## Exercise task A
Reproduce the passage on filter feeding in Mesozoic reptiles word for word, starting at "Obligate filter feeding" up to and including "it was interesting.".

## Reading text
----------
On filter feeding in Mesozoic reptiles.. so far as we know, no 
Mesozoic marine reptile had the required specializations to be an 
obligate plantivore [or planktonivore.. take your pick] as are 
megachasmid, cetorhinid and rhincodontid sharks, and mysticetes. The 
reptiles all lack both a filtering apparatus and a hugely spacious 
mouth (e.g., evolved by way of a proportionally enormous head or 
tremendously vaulted jaws and palate). That reptiles cannot be filter 
feeders, as was argued by Collins and Janis in _Ancient Marine 
Reptiles_, isn't quite right because everyone agrees that 
ctenochasmatid pterosaurs were filter feeders, plus of course 
flamingos are filter feeders too:) Also, what on earth were mesosaurs 
doing? 

Obligate filter feeding and the presence of a baleen-like structure 
was hypothesised by Carroll and Dong for _Hupehsuchus_, an animal 
that Mike Lee and Ryosuke Motani have recently regarded as a basal 
ichthyosaur. Carroll and Dong's speculation probably isn't 
right, but it was interesting.
----------
## Input material
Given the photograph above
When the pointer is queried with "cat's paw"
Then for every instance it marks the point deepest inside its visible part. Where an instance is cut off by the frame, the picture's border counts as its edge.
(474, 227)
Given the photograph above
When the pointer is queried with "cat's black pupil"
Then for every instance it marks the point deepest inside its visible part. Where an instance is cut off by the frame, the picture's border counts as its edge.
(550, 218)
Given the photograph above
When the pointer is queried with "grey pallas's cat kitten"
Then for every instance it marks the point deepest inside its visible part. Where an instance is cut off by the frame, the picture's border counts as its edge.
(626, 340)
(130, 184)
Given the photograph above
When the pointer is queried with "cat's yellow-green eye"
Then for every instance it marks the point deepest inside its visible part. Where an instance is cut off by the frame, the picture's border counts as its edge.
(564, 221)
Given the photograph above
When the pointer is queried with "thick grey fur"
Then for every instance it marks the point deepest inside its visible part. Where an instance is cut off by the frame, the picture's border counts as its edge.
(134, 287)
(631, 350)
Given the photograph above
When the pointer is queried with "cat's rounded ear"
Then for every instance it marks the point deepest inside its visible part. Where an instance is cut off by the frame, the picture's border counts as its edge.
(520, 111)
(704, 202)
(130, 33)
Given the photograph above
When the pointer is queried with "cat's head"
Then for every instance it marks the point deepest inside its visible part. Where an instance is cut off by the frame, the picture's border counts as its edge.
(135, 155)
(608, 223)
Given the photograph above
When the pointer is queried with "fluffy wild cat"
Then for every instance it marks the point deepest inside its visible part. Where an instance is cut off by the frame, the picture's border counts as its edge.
----------
## Exercise task B
Rewrite every line of the listing above, replacing "photograph" with "image" and leaving everything else unchanged.

## Correct response A
Obligate filter feeding and the presence of a baleen-like structure 
was hypothesised by Carroll and Dong for _Hupehsuchus_, an animal 
that Mike Lee and Ryosuke Motani have recently regarded as a basal 
ichthyosaur. Carroll and Dong's speculation probably isn't 
right, but it was interesting.

## Correct response B
Given the image above
When the pointer is queried with "cat's paw"
Then for every instance it marks the point deepest inside its visible part. Where an instance is cut off by the frame, the picture's border counts as its edge.
(474, 227)
Given the image above
When the pointer is queried with "cat's black pupil"
Then for every instance it marks the point deepest inside its visible part. Where an instance is cut off by the frame, the picture's border counts as its edge.
(550, 218)
Given the image above
When the pointer is queried with "grey pallas's cat kitten"
Then for every instance it marks the point deepest inside its visible part. Where an instance is cut off by the frame, the picture's border counts as its edge.
(626, 340)
(130, 184)
Given the image above
When the pointer is queried with "cat's yellow-green eye"
Then for every instance it marks the point deepest inside its visible part. Where an instance is cut off by the frame, the picture's border counts as its edge.
(564, 221)
Given the image above
When the pointer is queried with "thick grey fur"
Then for every instance it marks the point deepest inside its visible part. Where an instance is cut off by the frame, the picture's border counts as its edge.
(134, 287)
(631, 350)
Given the image above
When the pointer is queried with "cat's rounded ear"
Then for every instance it marks the point deepest inside its visible part. Where an instance is cut off by the frame, the picture's border counts as its edge.
(520, 111)
(704, 202)
(130, 33)
Given the image above
When the pointer is queried with "cat's head"
Then for every instance it marks the point deepest inside its visible part. Where an instance is cut off by the frame, the picture's border counts as its edge.
(135, 155)
(608, 223)
Given the image above
When the pointer is queried with "fluffy wild cat"
Then for every instance it marks the point deepest inside its visible part. Where an instance is cut off by the frame, the picture's border counts as its edge.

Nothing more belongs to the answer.